(RECORDS FOR THIS EXERCISE):

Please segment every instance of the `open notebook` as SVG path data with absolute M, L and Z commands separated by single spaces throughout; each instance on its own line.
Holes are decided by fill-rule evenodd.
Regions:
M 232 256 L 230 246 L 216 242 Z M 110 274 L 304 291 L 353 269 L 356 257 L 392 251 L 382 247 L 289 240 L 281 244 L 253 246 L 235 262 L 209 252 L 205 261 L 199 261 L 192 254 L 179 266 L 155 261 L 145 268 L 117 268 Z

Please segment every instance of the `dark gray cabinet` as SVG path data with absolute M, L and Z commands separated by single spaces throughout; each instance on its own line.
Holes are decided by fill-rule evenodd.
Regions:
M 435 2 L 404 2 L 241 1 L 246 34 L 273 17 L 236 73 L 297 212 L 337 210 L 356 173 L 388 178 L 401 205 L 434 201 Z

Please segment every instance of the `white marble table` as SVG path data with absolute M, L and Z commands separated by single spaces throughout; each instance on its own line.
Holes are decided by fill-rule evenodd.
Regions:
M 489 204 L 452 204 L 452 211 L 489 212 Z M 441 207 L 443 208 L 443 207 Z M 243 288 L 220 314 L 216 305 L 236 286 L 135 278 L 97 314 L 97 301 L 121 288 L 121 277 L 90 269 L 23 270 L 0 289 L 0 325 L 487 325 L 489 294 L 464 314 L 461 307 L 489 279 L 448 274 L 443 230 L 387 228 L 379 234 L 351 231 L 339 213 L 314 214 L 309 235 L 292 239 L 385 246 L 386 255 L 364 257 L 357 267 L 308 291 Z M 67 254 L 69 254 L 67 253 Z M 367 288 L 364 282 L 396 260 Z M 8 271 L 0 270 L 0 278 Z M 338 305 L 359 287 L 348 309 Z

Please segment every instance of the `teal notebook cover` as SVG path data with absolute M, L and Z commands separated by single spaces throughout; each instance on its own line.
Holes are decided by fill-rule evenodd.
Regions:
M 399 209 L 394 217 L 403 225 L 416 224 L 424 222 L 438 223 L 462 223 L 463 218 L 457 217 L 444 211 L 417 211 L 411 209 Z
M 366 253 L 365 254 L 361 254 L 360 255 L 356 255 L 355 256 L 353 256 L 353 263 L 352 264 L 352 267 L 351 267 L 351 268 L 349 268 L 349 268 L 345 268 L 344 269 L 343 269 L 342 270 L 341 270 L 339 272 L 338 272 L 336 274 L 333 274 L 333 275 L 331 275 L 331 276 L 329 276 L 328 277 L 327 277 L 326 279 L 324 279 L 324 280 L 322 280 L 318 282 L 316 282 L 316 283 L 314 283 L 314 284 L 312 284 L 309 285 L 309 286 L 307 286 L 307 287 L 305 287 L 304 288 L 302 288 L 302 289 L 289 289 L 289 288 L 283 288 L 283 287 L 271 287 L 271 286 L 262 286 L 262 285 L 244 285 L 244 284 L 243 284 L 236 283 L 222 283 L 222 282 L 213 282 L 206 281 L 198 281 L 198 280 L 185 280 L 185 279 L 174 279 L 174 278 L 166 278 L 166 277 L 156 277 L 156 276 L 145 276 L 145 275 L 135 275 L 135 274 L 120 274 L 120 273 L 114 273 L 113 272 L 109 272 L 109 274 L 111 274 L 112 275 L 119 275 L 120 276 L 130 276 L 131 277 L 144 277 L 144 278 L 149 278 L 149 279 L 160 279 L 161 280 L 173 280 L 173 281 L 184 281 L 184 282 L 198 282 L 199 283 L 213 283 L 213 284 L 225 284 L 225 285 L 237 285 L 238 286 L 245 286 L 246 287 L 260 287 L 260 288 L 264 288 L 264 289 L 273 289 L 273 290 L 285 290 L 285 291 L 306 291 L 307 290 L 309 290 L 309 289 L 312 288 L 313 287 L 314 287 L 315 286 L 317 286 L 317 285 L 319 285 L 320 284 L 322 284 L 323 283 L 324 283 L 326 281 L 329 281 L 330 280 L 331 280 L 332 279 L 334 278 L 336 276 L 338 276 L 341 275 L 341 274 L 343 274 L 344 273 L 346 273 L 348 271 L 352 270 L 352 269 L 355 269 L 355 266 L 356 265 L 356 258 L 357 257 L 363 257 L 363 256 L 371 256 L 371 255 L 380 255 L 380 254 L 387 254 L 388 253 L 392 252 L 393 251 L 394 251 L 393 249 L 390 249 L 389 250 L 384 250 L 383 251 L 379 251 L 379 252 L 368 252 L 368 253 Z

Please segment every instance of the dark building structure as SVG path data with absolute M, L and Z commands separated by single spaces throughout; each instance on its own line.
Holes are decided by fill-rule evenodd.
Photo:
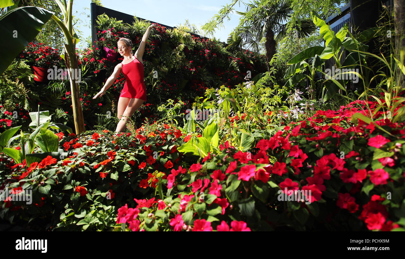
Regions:
M 348 4 L 341 8 L 340 14 L 330 16 L 325 20 L 325 22 L 335 34 L 347 24 L 349 31 L 354 35 L 375 27 L 382 9 L 382 6 L 386 6 L 392 11 L 393 10 L 393 0 L 350 0 Z M 348 34 L 347 36 L 348 36 Z M 368 51 L 378 54 L 372 41 L 369 42 L 368 44 L 369 46 Z M 341 48 L 343 50 L 343 46 Z M 344 61 L 348 54 L 348 51 L 344 51 L 342 55 L 342 62 Z M 325 69 L 332 69 L 335 64 L 335 59 L 331 58 L 325 62 Z M 353 88 L 354 86 L 352 85 L 351 88 Z

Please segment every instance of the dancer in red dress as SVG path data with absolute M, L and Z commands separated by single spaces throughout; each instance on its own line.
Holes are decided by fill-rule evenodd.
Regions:
M 121 71 L 125 76 L 125 84 L 121 91 L 117 107 L 117 117 L 120 120 L 117 125 L 116 132 L 123 132 L 126 127 L 130 130 L 132 128 L 128 119 L 138 109 L 143 102 L 146 101 L 146 87 L 143 81 L 143 63 L 142 57 L 145 49 L 146 40 L 149 37 L 150 30 L 156 26 L 154 23 L 146 29 L 141 41 L 138 50 L 133 55 L 132 53 L 132 43 L 126 38 L 121 38 L 117 43 L 118 51 L 124 57 L 122 62 L 114 68 L 113 74 L 108 78 L 104 86 L 94 97 L 93 99 L 102 96 L 106 91 L 115 82 Z

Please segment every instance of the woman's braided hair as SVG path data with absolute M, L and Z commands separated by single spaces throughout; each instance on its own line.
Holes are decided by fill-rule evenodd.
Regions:
M 120 38 L 118 40 L 118 42 L 120 41 L 123 41 L 125 43 L 126 45 L 127 45 L 127 47 L 129 48 L 130 47 L 131 47 L 131 52 L 132 52 L 132 42 L 129 39 L 127 39 L 126 38 Z

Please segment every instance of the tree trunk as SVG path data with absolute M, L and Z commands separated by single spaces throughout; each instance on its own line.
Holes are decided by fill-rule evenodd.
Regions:
M 274 40 L 274 32 L 273 30 L 267 30 L 266 34 L 266 56 L 267 58 L 267 70 L 270 71 L 270 61 L 276 53 L 276 42 Z
M 405 48 L 405 3 L 403 0 L 394 0 L 394 22 L 395 25 L 395 52 L 397 59 L 400 61 L 400 51 L 402 48 Z M 396 67 L 396 85 L 404 87 L 405 76 L 399 68 Z
M 72 93 L 72 108 L 73 112 L 73 120 L 76 135 L 85 131 L 84 127 L 84 119 L 83 111 L 80 101 L 80 92 L 79 83 L 76 82 L 75 74 L 78 74 L 79 65 L 76 53 L 68 54 L 68 47 L 65 46 L 65 59 L 68 67 L 68 72 L 70 81 L 70 90 Z

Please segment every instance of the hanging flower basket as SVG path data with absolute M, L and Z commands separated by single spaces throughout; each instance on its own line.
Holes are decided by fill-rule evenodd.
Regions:
M 107 60 L 112 62 L 117 60 L 117 58 L 118 57 L 118 53 L 115 51 L 115 50 L 104 47 L 104 51 L 105 51 L 105 58 L 107 59 Z
M 48 80 L 47 67 L 38 67 L 33 66 L 34 68 L 34 74 L 36 76 L 34 80 L 38 82 L 44 82 Z

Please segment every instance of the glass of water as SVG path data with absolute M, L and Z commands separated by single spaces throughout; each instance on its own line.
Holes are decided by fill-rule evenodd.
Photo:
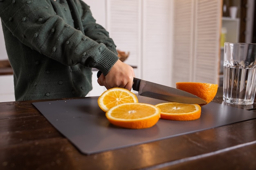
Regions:
M 223 100 L 247 105 L 254 103 L 256 91 L 256 44 L 225 42 Z

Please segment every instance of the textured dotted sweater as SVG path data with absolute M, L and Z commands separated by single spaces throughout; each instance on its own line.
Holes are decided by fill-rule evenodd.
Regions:
M 118 60 L 108 32 L 80 0 L 0 0 L 16 101 L 85 96 L 92 68 Z

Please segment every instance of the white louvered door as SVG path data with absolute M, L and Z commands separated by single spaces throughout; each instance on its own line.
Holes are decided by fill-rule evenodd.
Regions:
M 170 0 L 107 0 L 107 29 L 137 77 L 171 84 Z
M 170 86 L 172 57 L 169 0 L 143 1 L 142 77 Z
M 221 1 L 174 0 L 173 85 L 218 84 Z
M 193 81 L 218 84 L 221 1 L 197 0 Z

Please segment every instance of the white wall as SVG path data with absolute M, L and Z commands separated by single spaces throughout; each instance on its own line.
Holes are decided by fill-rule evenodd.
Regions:
M 92 16 L 96 20 L 96 22 L 106 27 L 106 0 L 82 0 L 90 6 Z
M 5 49 L 4 35 L 2 29 L 2 23 L 0 22 L 0 60 L 7 60 L 8 58 Z

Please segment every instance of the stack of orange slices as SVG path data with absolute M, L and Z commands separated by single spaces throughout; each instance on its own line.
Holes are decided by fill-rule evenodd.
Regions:
M 218 89 L 217 84 L 202 83 L 180 82 L 176 83 L 176 86 L 177 88 L 202 98 L 206 104 L 212 100 Z M 111 123 L 133 129 L 152 127 L 159 118 L 178 121 L 198 119 L 201 116 L 201 106 L 203 105 L 166 102 L 154 106 L 139 103 L 134 93 L 119 88 L 105 91 L 99 97 L 98 104 L 106 112 L 106 117 Z

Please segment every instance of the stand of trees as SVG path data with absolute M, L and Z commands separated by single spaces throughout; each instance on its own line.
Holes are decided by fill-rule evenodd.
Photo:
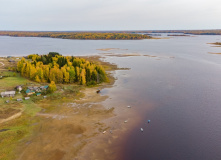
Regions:
M 132 34 L 132 33 L 100 33 L 100 32 L 22 32 L 22 31 L 0 31 L 2 36 L 13 37 L 51 37 L 62 39 L 149 39 L 148 35 Z
M 23 77 L 36 82 L 79 83 L 95 85 L 108 78 L 102 66 L 83 58 L 62 56 L 56 52 L 47 55 L 32 54 L 17 63 Z

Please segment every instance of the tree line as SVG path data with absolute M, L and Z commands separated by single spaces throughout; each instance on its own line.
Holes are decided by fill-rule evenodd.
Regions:
M 51 37 L 62 39 L 102 39 L 102 40 L 137 40 L 149 39 L 148 35 L 132 33 L 100 33 L 100 32 L 25 32 L 25 31 L 0 31 L 2 36 L 13 37 Z
M 108 81 L 101 65 L 84 58 L 62 56 L 56 52 L 47 55 L 32 54 L 17 63 L 23 77 L 36 82 L 79 83 L 95 85 Z

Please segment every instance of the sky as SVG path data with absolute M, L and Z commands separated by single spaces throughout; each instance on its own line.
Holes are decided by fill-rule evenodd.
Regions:
M 221 29 L 221 0 L 0 0 L 0 30 Z

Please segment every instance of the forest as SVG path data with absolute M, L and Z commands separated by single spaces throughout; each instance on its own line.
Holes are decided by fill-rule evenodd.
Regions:
M 62 56 L 57 52 L 47 55 L 32 54 L 17 63 L 17 71 L 23 77 L 36 82 L 78 83 L 96 85 L 108 78 L 101 65 L 84 58 Z
M 1 36 L 13 37 L 50 37 L 62 39 L 84 40 L 139 40 L 150 39 L 148 35 L 132 33 L 100 33 L 100 32 L 24 32 L 24 31 L 0 31 Z

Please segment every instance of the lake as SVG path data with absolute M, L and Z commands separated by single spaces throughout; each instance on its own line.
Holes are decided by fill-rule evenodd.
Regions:
M 207 43 L 220 41 L 221 36 L 147 40 L 0 36 L 0 56 L 50 51 L 63 55 L 99 54 L 105 61 L 130 68 L 116 71 L 114 87 L 102 91 L 110 97 L 104 103 L 116 107 L 130 105 L 139 117 L 137 125 L 120 144 L 121 159 L 218 160 L 221 157 L 221 55 L 209 52 L 221 53 L 221 48 Z M 97 50 L 105 48 L 115 49 Z M 149 124 L 148 120 L 151 120 Z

(REQUIREMENTS):
Put the entries in the stretch from the line containing "Please segment every instance of the glass" through the line containing "M 23 77 L 36" into a two-column CSV with the headers text and answer, one row per entry. Put each field in quotes, turn line breaks into spaces, and leave out the pictures.

(ANSWER TO THIS EXERCISE):
text,answer
"Please segment every instance of the glass of water as SVG path data with absolute M, L and Z commands separated by single spaces throughout; each instance on its own line. Holes are decided by fill-rule evenodd. Photo: Regions:","M 223 100 L 247 105 L 254 103 L 256 91 L 256 44 L 225 42 Z"
"Please segment every instance of the textured dotted sweater as SVG path data with absolute M, L and Z commands separated by single spaces throughout; each instance on its own line. Holes are decided by fill-rule evenodd. Regions:","M 118 60 L 108 32 L 80 0 L 0 0 L 16 101 L 85 96 L 92 68 Z"
"Please segment every instance of the white louvered door as SVG path data with absolute M, L and Z commands separated by single spaces throughout; each instance on its own line. Holes are decided by fill-rule evenodd. Regions:","M 170 0 L 107 0 L 107 29 L 137 77 L 171 84 Z M 170 86 L 172 57 L 169 0 L 143 1 L 142 77 Z M 221 1 L 174 0 L 173 85 L 218 84 Z M 193 81 L 218 84 L 221 1 L 197 0 Z"
"Please segment every instance of the white wall as SVG path data with absolute M, L and Z commands separated by single spaces throughout; each instance on its own line. Holes are decided by fill-rule evenodd. Regions:","M 92 16 L 96 20 L 96 22 L 106 27 L 106 0 L 82 0 L 90 6 Z M 5 49 L 4 35 L 2 29 L 2 23 L 0 22 L 0 60 L 7 60 L 8 58 Z"
"Please segment every instance of the stack of orange slices as SVG path data with absolute M, L and Z commands separated by single spaces throughout; each instance on its own line. Holes are decided by fill-rule evenodd. Regions:","M 218 89 L 217 84 L 202 83 L 180 82 L 176 83 L 176 86 L 177 88 L 202 98 L 206 104 L 212 100 Z M 111 123 L 133 129 L 152 127 L 159 118 L 178 121 L 198 119 L 201 116 L 201 106 L 203 105 L 166 102 L 154 106 L 139 103 L 134 93 L 119 88 L 105 91 L 99 97 L 98 104 L 106 112 L 106 117 Z"
"Please segment every instance of the stand of trees as SVG path data with absolute M, L and Z commands separated by single spaces throughout; each instance on its own line. Holes are decided by fill-rule evenodd. Photo: Regions:","M 132 34 L 132 33 L 100 33 L 100 32 L 22 32 L 22 31 L 0 31 L 2 36 L 13 37 L 51 37 L 62 39 L 149 39 L 148 35 Z M 23 77 L 36 82 L 79 83 L 95 85 L 108 78 L 102 66 L 83 58 L 62 56 L 56 52 L 47 55 L 32 54 L 17 63 Z"